----- Listing -----

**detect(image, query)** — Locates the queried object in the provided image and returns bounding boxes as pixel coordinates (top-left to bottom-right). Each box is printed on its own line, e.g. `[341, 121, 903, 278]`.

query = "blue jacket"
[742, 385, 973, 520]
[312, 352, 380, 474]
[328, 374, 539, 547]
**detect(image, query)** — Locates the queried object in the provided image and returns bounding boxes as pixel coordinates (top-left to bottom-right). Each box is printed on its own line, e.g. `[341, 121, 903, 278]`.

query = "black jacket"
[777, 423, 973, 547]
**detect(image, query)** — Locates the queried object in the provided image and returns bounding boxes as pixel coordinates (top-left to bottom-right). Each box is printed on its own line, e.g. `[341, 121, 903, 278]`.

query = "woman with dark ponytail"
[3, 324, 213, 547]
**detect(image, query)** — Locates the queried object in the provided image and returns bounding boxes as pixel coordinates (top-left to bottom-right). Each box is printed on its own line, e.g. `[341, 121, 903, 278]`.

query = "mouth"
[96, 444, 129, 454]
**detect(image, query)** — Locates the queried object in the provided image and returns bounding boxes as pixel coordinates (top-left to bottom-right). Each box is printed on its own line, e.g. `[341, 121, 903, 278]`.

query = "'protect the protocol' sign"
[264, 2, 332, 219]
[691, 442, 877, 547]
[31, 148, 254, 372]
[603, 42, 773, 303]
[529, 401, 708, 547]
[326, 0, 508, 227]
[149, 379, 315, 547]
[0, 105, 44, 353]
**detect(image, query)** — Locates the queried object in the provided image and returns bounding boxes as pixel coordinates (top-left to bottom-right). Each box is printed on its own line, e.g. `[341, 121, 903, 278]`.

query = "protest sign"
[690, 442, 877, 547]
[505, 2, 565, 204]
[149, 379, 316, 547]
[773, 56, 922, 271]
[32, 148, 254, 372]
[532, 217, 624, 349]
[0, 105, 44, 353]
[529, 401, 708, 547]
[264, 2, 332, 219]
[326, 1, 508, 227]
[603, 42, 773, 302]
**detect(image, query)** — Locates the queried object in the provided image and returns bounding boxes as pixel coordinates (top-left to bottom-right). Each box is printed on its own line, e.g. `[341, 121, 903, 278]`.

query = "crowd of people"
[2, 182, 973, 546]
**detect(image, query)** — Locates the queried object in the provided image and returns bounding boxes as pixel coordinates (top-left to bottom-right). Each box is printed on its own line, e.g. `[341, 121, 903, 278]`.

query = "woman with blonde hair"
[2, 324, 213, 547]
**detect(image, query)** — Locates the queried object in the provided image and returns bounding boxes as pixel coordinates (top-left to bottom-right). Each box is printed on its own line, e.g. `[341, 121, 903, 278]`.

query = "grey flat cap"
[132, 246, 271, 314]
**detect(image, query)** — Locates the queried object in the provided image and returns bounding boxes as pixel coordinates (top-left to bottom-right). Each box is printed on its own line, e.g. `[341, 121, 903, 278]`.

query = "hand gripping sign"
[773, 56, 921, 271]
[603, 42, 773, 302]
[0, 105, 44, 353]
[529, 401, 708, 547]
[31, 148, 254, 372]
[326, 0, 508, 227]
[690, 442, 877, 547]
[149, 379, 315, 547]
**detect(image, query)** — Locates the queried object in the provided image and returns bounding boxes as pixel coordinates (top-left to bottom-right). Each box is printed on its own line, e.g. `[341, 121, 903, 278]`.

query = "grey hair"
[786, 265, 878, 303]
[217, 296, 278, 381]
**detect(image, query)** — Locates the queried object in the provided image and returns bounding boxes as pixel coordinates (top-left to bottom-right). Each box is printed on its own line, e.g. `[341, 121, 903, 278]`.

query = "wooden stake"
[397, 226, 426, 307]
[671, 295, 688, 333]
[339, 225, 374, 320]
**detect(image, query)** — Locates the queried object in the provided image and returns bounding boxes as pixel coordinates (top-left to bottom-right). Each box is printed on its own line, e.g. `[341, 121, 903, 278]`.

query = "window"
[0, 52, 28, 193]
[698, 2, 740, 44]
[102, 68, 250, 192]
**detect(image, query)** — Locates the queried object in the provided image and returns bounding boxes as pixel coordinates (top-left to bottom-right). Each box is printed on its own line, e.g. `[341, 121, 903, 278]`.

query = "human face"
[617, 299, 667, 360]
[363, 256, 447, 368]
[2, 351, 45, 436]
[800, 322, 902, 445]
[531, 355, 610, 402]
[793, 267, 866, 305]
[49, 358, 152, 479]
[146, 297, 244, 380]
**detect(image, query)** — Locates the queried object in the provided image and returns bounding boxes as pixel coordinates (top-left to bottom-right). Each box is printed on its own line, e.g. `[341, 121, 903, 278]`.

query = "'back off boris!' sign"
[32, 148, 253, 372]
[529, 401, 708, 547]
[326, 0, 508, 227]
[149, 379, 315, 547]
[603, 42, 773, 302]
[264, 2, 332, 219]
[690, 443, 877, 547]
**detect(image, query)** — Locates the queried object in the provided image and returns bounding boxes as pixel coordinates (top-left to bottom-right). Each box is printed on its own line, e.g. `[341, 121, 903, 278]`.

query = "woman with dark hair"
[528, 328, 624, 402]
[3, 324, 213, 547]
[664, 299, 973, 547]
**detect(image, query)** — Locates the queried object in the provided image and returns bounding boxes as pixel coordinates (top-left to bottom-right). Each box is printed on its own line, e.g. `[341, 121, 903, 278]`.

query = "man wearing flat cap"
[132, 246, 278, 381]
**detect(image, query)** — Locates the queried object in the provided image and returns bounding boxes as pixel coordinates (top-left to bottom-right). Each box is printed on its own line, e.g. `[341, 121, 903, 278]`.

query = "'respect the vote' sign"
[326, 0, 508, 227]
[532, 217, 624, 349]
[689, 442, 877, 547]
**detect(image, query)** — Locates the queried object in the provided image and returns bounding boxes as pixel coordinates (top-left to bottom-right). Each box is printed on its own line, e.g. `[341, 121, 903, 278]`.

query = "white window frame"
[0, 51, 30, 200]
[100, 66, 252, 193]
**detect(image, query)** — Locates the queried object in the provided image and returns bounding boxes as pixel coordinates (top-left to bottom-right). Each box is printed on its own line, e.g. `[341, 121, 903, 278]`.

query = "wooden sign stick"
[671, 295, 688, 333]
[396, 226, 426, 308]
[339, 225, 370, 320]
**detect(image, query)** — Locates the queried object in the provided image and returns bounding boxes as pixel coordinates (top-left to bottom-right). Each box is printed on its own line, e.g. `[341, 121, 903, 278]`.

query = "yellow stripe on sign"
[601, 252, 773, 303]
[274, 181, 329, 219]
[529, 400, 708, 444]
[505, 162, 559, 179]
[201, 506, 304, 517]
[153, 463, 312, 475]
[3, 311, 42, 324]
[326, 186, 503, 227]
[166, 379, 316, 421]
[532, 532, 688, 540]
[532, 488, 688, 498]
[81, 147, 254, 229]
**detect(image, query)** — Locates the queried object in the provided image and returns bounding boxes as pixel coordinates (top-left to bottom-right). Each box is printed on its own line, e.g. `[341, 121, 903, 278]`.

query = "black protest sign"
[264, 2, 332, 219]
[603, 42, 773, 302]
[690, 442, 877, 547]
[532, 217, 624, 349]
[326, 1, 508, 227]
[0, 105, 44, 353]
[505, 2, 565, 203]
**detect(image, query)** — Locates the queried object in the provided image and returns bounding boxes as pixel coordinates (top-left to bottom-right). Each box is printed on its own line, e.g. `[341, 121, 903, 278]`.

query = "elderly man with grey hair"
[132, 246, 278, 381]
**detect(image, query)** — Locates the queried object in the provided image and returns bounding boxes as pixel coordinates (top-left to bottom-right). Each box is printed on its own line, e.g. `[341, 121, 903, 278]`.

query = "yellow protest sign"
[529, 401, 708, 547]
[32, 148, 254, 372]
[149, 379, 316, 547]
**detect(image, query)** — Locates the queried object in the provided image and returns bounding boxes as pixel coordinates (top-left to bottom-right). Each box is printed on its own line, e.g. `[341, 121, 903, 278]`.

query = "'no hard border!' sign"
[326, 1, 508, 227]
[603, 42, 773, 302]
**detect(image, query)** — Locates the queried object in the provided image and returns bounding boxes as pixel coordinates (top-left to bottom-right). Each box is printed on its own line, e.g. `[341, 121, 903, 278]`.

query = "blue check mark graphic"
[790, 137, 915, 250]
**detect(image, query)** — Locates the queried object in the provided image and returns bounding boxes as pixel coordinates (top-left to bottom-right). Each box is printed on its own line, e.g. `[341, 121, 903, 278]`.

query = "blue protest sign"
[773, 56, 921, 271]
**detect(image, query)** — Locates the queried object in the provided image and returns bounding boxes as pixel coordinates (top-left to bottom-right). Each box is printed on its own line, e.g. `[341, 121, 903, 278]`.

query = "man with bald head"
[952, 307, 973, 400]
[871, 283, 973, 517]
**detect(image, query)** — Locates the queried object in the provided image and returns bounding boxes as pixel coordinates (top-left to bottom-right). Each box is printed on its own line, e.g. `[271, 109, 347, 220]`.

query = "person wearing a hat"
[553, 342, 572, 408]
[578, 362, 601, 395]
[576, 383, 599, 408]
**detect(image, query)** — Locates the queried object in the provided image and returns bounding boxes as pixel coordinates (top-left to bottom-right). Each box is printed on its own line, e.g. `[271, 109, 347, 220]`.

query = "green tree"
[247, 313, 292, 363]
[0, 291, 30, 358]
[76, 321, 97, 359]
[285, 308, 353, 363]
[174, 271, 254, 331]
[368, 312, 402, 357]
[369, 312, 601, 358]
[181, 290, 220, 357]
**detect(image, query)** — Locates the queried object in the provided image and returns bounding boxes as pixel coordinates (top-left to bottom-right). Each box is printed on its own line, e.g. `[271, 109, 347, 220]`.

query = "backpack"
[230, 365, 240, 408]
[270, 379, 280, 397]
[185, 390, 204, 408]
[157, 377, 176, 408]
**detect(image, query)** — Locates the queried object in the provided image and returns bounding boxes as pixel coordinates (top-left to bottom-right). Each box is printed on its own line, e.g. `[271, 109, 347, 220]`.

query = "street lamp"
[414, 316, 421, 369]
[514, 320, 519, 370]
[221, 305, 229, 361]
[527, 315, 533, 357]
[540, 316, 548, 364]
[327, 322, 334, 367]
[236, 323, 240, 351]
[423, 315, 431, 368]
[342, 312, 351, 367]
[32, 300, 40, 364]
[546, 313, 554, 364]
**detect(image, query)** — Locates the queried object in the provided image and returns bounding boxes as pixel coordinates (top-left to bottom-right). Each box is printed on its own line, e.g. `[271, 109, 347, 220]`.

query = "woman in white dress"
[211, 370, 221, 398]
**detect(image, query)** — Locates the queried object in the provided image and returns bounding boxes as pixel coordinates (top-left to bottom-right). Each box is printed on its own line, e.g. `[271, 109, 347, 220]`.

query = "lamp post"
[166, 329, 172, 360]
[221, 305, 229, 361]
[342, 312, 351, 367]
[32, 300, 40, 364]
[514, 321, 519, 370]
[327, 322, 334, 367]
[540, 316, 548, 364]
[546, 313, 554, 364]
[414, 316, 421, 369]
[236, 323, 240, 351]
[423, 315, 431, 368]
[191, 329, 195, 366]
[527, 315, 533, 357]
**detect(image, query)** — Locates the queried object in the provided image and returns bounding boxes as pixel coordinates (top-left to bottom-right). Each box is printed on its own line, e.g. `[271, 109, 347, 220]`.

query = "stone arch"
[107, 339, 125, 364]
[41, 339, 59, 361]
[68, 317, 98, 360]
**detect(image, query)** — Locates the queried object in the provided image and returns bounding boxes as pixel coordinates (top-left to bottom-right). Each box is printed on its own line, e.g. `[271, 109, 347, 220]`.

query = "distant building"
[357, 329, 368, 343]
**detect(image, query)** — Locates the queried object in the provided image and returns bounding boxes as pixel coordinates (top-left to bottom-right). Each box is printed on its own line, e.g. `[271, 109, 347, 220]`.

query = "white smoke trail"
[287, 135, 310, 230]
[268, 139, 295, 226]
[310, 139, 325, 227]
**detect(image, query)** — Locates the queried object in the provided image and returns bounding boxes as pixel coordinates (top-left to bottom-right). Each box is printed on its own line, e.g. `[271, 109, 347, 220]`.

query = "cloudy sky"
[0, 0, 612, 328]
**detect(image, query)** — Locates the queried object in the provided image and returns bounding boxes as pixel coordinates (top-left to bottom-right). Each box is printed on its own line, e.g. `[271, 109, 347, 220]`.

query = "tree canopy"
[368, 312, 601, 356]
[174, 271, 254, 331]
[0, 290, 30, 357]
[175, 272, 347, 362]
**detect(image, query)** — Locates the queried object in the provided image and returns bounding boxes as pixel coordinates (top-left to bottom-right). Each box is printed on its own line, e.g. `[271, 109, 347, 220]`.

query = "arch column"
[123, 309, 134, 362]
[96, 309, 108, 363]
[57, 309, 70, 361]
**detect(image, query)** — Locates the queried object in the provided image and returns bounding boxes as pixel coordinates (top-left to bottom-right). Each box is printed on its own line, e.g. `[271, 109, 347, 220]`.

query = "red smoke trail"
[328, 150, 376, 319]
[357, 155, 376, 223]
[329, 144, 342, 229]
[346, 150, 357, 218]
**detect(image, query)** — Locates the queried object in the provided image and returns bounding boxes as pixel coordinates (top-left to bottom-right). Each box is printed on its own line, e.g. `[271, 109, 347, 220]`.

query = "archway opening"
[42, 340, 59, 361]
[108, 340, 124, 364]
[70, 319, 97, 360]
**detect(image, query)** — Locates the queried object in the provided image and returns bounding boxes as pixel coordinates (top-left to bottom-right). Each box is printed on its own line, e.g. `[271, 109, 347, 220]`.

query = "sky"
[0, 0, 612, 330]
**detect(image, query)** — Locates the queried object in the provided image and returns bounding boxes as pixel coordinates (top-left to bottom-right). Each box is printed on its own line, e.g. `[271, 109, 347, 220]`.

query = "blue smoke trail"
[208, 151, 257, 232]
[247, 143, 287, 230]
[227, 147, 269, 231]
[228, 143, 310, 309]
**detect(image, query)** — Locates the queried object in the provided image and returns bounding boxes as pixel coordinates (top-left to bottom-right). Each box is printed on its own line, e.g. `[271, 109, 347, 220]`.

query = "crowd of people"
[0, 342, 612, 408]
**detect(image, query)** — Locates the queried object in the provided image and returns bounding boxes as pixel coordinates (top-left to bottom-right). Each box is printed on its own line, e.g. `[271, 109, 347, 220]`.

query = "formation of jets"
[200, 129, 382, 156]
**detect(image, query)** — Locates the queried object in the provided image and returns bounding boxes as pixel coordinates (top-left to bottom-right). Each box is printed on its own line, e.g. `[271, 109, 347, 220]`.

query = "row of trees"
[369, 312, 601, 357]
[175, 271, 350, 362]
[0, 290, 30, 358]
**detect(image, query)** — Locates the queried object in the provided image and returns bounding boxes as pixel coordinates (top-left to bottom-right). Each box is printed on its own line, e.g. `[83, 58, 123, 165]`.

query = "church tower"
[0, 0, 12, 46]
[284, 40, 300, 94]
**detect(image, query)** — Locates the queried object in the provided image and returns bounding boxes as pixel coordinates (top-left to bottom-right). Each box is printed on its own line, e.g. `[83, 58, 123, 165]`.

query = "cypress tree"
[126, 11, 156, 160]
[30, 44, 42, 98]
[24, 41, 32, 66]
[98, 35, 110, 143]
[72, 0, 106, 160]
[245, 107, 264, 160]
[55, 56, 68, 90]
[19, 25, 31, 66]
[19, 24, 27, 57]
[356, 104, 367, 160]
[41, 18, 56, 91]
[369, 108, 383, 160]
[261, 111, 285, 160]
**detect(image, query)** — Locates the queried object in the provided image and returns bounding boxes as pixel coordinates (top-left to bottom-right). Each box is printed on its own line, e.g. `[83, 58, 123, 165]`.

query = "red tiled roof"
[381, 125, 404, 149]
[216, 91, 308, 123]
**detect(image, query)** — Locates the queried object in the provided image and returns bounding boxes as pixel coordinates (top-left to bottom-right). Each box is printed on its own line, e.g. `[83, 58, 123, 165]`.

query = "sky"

-----

* [The task] Print the listing above from its first line to the line with "[777, 423, 973, 547]", both included, reproducing each line without any change.

* [Solution below]
**detect(image, query)** — Locates the queried object in the provided image and returns bounding boxes as pixel coordinates (top-left to bottom-right). Each box is printed on its own line, e.g. `[341, 121, 903, 278]`.

query = "blue jacket"
[742, 385, 973, 520]
[312, 352, 380, 474]
[328, 374, 539, 547]
**detect(image, query)** — Locates the queried object in the provided image and returns bounding boxes as pixel coordinates (top-left to bottom-right). Each box is printed on its own line, e.g. `[341, 121, 903, 278]`.

query = "black jacket"
[777, 423, 973, 547]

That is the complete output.